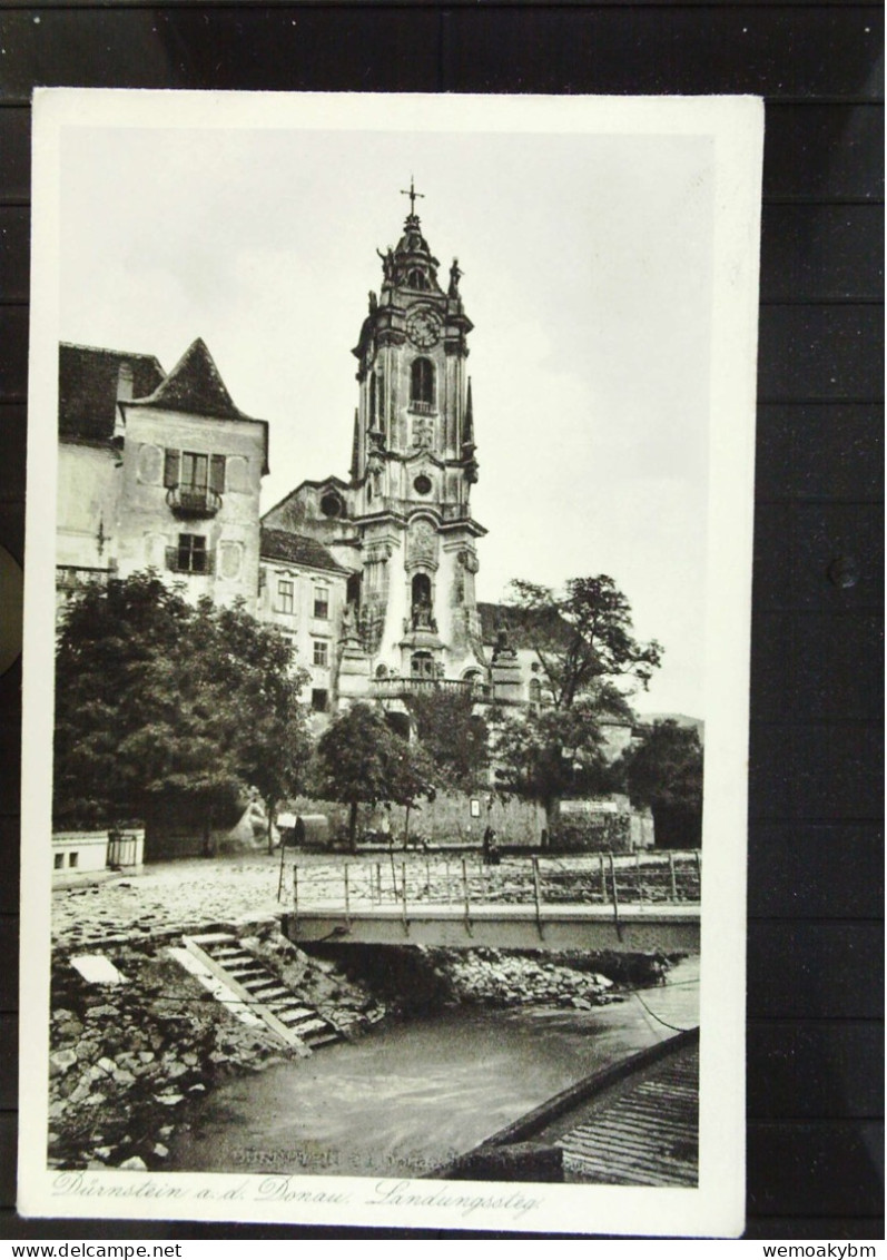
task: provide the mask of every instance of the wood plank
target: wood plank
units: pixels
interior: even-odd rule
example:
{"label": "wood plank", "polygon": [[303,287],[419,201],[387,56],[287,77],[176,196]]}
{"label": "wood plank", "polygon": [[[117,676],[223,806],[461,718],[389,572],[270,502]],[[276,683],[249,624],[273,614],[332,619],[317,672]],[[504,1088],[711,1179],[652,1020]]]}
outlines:
{"label": "wood plank", "polygon": [[748,810],[756,822],[877,820],[883,811],[883,731],[752,721]]}
{"label": "wood plank", "polygon": [[0,302],[28,300],[30,280],[30,212],[0,204]]}
{"label": "wood plank", "polygon": [[750,924],[748,1016],[882,1018],[883,946],[879,922]]}
{"label": "wood plank", "polygon": [[881,106],[767,102],[765,198],[882,200],[883,154]]}
{"label": "wood plank", "polygon": [[758,399],[883,401],[879,306],[764,306]]}
{"label": "wood plank", "polygon": [[0,460],[0,504],[24,504],[28,423],[21,403],[0,404],[0,444],[4,456]]}
{"label": "wood plank", "polygon": [[883,1216],[748,1216],[743,1239],[882,1239]]}
{"label": "wood plank", "polygon": [[[447,15],[447,92],[752,92],[878,98],[881,15],[780,5]],[[829,55],[823,55],[828,49]]]}
{"label": "wood plank", "polygon": [[758,504],[755,614],[848,612],[883,606],[881,504]]}
{"label": "wood plank", "polygon": [[883,499],[883,406],[762,406],[756,500]]}
{"label": "wood plank", "polygon": [[747,1152],[750,1212],[840,1218],[883,1212],[882,1124],[752,1123]]}
{"label": "wood plank", "polygon": [[21,804],[21,724],[0,722],[0,814],[18,814]]}
{"label": "wood plank", "polygon": [[765,205],[761,300],[883,301],[883,205]]}
{"label": "wood plank", "polygon": [[[672,0],[669,0],[669,4]],[[883,108],[767,102],[765,198],[883,199]],[[30,106],[0,108],[0,203],[30,198]],[[762,277],[766,280],[766,276]]]}
{"label": "wood plank", "polygon": [[0,1111],[13,1111],[19,1101],[19,1021],[0,1013]]}
{"label": "wood plank", "polygon": [[883,1024],[752,1022],[747,1114],[764,1119],[883,1115]]}
{"label": "wood plank", "polygon": [[877,722],[883,696],[883,616],[843,611],[757,612],[752,621],[755,718]]}
{"label": "wood plank", "polygon": [[[30,10],[8,10],[4,87],[16,103],[28,101],[34,83],[435,91],[438,28],[436,13],[409,6],[77,8],[44,10],[39,21]],[[861,54],[864,59],[864,49],[854,55]]]}
{"label": "wood plank", "polygon": [[28,307],[0,306],[0,402],[21,402],[28,392]]}
{"label": "wood plank", "polygon": [[748,914],[767,919],[877,919],[884,906],[878,823],[755,823]]}
{"label": "wood plank", "polygon": [[30,105],[0,107],[0,203],[30,200]]}
{"label": "wood plank", "polygon": [[0,861],[4,878],[0,879],[0,915],[19,912],[19,819],[0,815]]}
{"label": "wood plank", "polygon": [[19,916],[0,915],[0,950],[4,965],[0,968],[0,1013],[19,1009]]}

STATED TASK: Pull out every line of the data above that contains the string "instance". Match uppercase and lowercase letters exactly.

EXERCISE RESPONSE:
task: provide the mask of every instance of the wood plank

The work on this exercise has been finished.